■ WORK ITEM A: In the post about women in history, who first identified the Matilda Effect, and in what year?
■ WORK ITEM B: Using the sentence beginning "Yet women lived" in the post about women in history, list every activity it says women did.
[[ PASSAGE TO READ open ]]
Talking of which, has everyone seen the fabulous post by TheAttagirls?
https://x.com/TheAttagirls/status/2042480899753701688
'There is no Woman of the Day today. Instead, I want to explain why I do what I do. No one really knows who first said, “History is written by the victors” but I’d bet you any odds it was a man.
Think of your schooldays and count the number of times you learned about the roles played by women in shaping history, other than regnant Queens and perhaps Marie Curie and Florence Nightingale. Yet women lived, worked, networked, debated, campaigned, organised, invented things and built them too - but you’d never know this if your lessons, like mine, were confined to history books.
For a practical example, just look around you. Fridge, washing machine, dishwasher, ironing board, home security system, call waiting system, car heater and windscreen wipers, even the very first computer algorithm: all invented by women.
Are you surprised? Confined to the house, denied access to higher education, barred from engineering, denied entry to all branches of science and the professions for centuries, those bright analytical minds turned their attention to their immediate surroundings and saw what was needed to free them from domestic drudgery.
In return, history ignored women’s achievements, glossed over them or consigned them to dusty footnotes. If all else failed, their work was credited to - or stolen by - men, the phenomenon known as the Matilda Effect, first identified by feminist Matilda Joslyn Gage in 1870.
[[ PASSAGE TO READ closed ]]
[[ DATASET RECORDS open ]]
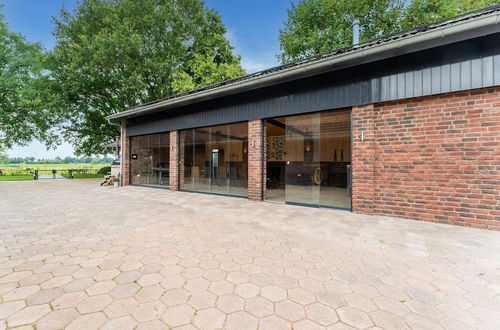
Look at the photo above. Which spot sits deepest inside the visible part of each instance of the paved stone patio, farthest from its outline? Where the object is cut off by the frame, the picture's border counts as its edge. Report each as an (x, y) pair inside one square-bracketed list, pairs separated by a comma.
[(76, 255)]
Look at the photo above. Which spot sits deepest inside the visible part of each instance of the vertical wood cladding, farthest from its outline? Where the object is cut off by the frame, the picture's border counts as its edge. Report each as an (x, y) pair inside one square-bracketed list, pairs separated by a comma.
[(469, 64)]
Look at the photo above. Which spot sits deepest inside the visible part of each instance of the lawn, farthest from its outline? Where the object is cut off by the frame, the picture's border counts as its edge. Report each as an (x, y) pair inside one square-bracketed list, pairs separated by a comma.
[(83, 175), (15, 177)]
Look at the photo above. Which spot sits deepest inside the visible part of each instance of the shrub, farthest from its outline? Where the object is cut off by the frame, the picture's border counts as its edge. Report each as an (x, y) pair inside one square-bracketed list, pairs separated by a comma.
[(104, 170)]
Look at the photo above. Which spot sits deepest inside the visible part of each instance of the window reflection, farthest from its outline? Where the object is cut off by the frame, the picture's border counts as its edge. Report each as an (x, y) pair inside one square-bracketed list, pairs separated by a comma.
[[ DATASET RECORDS closed ]]
■ FINAL ANSWER A: Feminist Matilda Joslyn Gage, in 1870.

■ FINAL ANSWER B: Lived, worked, networked, debated, campaigned, organised, invented things, and built them.